- _Your goal_
Across the listing that follows, establish how many lines contain the string "wheel" and provide that number by itself.

- _Material for the task_
§ §

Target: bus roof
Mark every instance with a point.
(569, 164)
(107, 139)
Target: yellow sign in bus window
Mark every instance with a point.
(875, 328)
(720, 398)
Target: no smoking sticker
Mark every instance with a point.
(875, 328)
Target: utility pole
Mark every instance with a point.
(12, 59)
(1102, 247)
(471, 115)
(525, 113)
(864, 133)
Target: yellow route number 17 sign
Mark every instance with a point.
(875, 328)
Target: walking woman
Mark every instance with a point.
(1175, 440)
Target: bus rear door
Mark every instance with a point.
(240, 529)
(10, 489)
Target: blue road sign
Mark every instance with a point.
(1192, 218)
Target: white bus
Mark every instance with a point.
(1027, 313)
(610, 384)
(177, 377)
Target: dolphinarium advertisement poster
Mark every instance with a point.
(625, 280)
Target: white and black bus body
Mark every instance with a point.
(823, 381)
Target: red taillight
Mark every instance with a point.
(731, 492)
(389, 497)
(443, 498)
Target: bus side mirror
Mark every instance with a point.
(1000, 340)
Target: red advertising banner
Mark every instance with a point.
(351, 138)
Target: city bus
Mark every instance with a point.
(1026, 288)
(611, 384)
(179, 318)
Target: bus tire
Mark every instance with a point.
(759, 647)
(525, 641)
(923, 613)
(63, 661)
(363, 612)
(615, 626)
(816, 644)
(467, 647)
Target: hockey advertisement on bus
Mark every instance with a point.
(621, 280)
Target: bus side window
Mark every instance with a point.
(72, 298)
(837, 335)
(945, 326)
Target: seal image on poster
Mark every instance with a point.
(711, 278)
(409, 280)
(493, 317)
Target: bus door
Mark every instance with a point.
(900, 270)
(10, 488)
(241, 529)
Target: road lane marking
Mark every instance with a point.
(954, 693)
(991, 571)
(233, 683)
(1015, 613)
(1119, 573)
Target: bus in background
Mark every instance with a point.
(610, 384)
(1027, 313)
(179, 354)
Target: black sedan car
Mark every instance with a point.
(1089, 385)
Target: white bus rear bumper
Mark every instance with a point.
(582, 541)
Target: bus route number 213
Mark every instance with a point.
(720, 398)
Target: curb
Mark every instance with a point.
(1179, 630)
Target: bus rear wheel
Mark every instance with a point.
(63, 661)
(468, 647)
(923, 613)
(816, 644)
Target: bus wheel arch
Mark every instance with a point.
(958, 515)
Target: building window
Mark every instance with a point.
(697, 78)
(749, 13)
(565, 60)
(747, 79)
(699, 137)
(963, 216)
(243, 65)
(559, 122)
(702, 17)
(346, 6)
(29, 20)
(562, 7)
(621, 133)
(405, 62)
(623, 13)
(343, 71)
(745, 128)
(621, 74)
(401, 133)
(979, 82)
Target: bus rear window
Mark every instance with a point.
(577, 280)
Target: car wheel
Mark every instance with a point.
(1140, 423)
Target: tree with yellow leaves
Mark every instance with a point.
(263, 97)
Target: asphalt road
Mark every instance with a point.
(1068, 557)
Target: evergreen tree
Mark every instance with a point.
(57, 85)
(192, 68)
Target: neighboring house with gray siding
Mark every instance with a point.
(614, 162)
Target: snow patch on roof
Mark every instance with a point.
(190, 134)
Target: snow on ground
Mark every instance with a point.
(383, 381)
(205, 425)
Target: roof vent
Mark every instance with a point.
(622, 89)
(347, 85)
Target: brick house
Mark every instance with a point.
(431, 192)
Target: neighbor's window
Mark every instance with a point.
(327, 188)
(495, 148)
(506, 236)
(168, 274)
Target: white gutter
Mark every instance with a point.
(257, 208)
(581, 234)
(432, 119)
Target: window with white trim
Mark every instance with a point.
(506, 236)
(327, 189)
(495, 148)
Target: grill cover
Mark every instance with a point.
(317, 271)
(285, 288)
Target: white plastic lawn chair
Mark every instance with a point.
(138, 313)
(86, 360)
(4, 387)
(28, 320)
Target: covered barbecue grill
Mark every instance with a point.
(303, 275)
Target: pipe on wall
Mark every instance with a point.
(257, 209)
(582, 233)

§ §

- _Exercise response_
3